* START Records shown *

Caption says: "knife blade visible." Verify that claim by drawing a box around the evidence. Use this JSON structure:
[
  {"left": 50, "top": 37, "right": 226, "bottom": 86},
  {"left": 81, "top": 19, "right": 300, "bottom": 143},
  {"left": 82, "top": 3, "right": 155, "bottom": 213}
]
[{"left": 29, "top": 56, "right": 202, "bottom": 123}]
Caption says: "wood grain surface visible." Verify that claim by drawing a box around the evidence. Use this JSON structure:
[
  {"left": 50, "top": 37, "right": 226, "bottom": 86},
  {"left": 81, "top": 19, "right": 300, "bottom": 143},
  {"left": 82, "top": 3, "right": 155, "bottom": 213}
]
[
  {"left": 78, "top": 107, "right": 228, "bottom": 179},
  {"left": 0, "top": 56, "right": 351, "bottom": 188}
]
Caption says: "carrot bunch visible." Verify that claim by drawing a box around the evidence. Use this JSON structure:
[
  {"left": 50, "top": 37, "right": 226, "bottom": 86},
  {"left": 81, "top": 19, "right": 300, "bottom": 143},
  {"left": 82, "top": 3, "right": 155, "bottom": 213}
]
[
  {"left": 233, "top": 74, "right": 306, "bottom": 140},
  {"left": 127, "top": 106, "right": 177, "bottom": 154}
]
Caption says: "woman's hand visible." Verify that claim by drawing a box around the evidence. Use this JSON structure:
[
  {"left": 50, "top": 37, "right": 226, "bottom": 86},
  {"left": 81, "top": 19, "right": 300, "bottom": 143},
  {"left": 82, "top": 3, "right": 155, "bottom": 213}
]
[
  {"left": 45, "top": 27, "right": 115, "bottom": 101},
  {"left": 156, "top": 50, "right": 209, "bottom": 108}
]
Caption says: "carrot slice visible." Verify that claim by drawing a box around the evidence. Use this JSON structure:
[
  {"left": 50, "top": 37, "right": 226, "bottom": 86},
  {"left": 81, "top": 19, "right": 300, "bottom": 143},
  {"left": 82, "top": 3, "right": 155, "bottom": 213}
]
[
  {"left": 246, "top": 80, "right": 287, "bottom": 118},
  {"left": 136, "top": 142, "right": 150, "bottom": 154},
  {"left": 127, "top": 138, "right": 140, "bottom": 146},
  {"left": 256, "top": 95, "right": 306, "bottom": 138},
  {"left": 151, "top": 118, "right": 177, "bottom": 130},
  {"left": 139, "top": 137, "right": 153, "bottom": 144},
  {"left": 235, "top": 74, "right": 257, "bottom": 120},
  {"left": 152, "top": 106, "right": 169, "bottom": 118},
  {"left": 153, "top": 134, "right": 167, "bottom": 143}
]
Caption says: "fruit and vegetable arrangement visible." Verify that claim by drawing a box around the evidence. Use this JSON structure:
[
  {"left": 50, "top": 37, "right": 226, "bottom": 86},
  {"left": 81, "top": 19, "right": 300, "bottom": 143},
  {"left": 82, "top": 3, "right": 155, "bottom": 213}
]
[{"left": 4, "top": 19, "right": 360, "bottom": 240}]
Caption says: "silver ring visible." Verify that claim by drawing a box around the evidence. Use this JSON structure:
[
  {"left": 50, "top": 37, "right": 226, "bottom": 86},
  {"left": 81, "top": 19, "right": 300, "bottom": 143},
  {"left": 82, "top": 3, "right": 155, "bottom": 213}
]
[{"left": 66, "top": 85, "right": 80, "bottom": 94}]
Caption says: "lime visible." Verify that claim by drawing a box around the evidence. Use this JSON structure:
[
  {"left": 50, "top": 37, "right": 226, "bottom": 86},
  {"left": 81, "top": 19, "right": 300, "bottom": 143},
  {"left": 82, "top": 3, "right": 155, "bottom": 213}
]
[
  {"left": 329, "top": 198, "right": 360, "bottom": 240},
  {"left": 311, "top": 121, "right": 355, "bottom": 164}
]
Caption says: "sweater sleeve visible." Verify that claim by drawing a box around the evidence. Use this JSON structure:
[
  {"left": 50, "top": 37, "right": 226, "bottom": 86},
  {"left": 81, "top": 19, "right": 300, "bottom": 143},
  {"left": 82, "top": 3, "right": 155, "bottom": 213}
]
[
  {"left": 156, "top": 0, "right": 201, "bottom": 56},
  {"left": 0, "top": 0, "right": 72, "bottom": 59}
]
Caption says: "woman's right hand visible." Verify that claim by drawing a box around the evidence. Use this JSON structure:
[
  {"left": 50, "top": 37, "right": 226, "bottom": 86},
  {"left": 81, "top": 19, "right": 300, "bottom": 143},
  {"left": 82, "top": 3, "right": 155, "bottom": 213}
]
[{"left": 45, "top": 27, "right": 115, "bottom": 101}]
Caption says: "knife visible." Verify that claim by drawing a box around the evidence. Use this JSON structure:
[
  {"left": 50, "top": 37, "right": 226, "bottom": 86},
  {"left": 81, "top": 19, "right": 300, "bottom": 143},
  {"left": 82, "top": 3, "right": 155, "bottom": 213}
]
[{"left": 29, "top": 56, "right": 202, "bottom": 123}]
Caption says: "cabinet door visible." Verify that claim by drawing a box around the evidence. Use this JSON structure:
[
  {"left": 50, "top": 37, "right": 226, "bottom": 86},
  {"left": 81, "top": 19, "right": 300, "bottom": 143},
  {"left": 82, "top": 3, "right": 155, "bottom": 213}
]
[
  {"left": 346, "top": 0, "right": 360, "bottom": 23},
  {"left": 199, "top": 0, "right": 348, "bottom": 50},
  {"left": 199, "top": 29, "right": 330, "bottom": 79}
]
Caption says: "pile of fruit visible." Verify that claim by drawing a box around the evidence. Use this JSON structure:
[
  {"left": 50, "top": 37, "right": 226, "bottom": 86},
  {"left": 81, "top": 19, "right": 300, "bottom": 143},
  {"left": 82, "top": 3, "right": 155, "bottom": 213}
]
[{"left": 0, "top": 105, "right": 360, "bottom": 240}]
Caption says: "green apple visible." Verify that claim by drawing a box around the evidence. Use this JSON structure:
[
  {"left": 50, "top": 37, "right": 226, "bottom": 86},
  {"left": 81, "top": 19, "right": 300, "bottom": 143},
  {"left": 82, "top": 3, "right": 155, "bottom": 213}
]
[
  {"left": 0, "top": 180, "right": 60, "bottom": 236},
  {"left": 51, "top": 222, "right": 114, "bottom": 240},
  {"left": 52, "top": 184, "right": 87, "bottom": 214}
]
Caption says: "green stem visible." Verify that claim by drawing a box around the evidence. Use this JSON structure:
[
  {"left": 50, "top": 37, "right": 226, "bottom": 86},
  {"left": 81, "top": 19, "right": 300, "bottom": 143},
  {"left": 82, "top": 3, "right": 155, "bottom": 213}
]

* END Records shown *

How many lines of the listing above contain the string "woman"? Reply with the number only.

2